● Activity
Your task is to repeat the entries underneath exactly, minus the pictures.

_ _ _

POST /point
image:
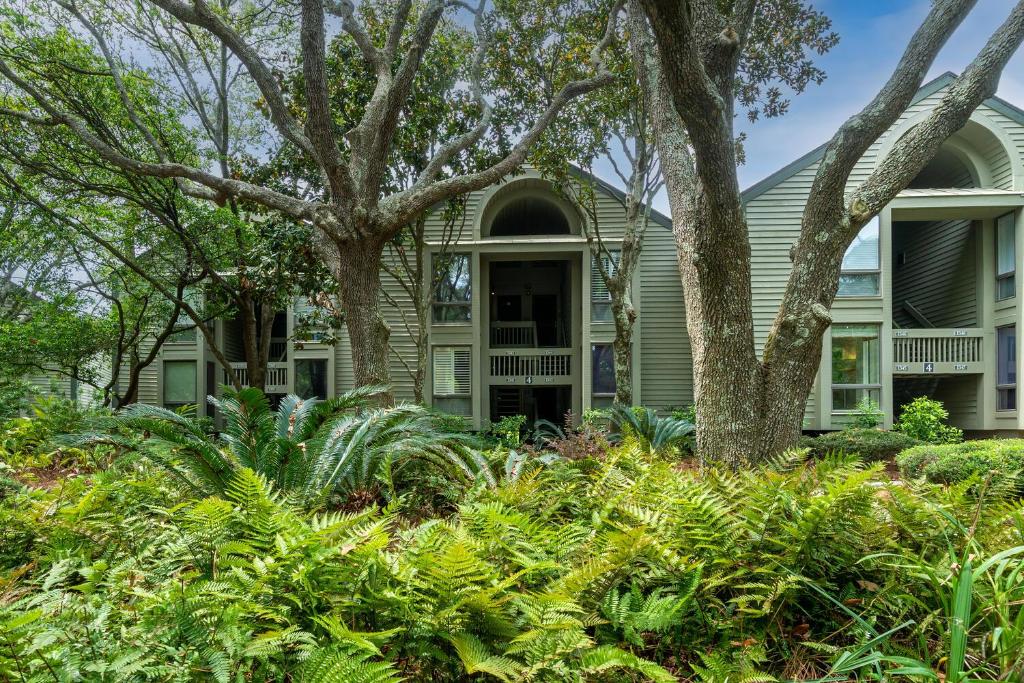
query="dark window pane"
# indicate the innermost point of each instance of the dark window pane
(855, 354)
(452, 312)
(179, 382)
(1005, 287)
(847, 398)
(452, 279)
(310, 378)
(1007, 353)
(858, 284)
(603, 370)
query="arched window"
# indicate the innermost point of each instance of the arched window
(529, 215)
(528, 207)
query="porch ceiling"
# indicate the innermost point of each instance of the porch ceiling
(928, 204)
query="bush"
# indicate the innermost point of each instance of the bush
(867, 415)
(870, 444)
(953, 463)
(925, 420)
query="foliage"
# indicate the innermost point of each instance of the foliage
(620, 566)
(869, 444)
(507, 432)
(308, 449)
(658, 434)
(569, 440)
(33, 441)
(867, 414)
(924, 419)
(955, 463)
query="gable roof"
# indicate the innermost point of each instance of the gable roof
(927, 90)
(655, 216)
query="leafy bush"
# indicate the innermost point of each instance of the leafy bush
(586, 441)
(508, 431)
(34, 441)
(924, 419)
(870, 444)
(867, 414)
(953, 463)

_ _ _

● Task answer
POST /point
image:
query="dark window pane"
# indicate the innermost point of each instance of the dark window pane
(855, 354)
(452, 312)
(179, 382)
(1005, 287)
(847, 398)
(452, 279)
(310, 378)
(1007, 353)
(858, 284)
(603, 370)
query="arched window"
# indicate the innermost point of each instance of the arched window
(529, 215)
(528, 207)
query="porch ceiling"
# indicate the innermost point of each instance of the porch ceiling
(928, 204)
query="bush"
# indicate the innermost point of each instance of the bush
(867, 415)
(870, 444)
(953, 463)
(925, 420)
query="foliage"
# indicate the innermost point of each instance of the foliage
(620, 566)
(869, 444)
(507, 432)
(308, 449)
(658, 434)
(569, 440)
(33, 441)
(867, 414)
(924, 419)
(955, 463)
query="gable roof"
# indicate the innermost point of each instance of the gable roof
(927, 90)
(655, 216)
query="leafy bush"
# indicate the innermost point of each instance of the leafy bush
(586, 441)
(508, 431)
(34, 441)
(924, 419)
(870, 444)
(867, 414)
(953, 463)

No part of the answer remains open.